# What you will do:
Leave out the pictures and output the data verbatim.

# Data to examine:
:::::

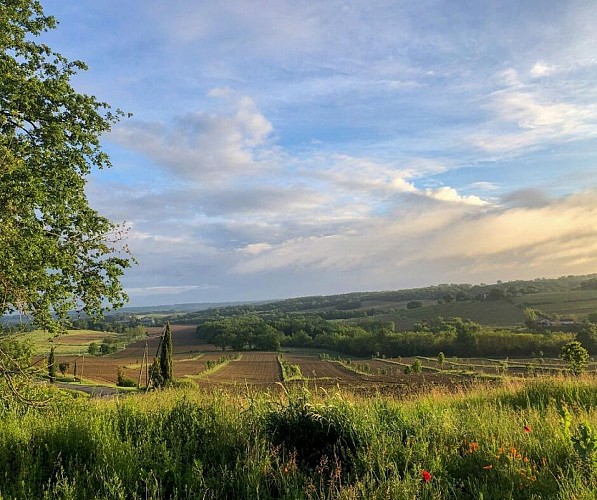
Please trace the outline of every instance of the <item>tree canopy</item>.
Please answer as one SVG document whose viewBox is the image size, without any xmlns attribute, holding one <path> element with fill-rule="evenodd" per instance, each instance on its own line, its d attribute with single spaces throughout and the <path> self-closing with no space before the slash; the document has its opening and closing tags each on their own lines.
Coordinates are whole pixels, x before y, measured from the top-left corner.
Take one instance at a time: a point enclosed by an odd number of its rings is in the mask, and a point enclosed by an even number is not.
<svg viewBox="0 0 597 500">
<path fill-rule="evenodd" d="M 123 113 L 73 88 L 85 64 L 38 41 L 56 26 L 39 1 L 2 2 L 0 313 L 29 313 L 46 328 L 72 309 L 121 305 L 131 262 L 121 228 L 85 193 L 92 170 L 110 166 L 100 137 Z"/>
</svg>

:::::

# Response:
Please trace the outline of every instance of the <item>tree canopy</item>.
Please answer as one SVG document whose viewBox is the image size, without any xmlns attribute, holding one <path> element with fill-rule="evenodd" per instance, each instance on its own line, its d attribute with single spaces throughout and the <path> self-closing with no space before the slash; the document has its opening and closing tags each on their own lines.
Coordinates are whole pixels, x before y, measured from the top-left corner.
Take one instance at a time: a point enclosed by an odd number of its rings is in the mask, and a point enclosed by an even number is not.
<svg viewBox="0 0 597 500">
<path fill-rule="evenodd" d="M 123 113 L 73 88 L 85 64 L 38 41 L 56 26 L 39 1 L 2 2 L 0 313 L 29 313 L 46 328 L 72 309 L 121 305 L 131 262 L 121 228 L 85 193 L 92 170 L 110 166 L 100 137 Z"/>
</svg>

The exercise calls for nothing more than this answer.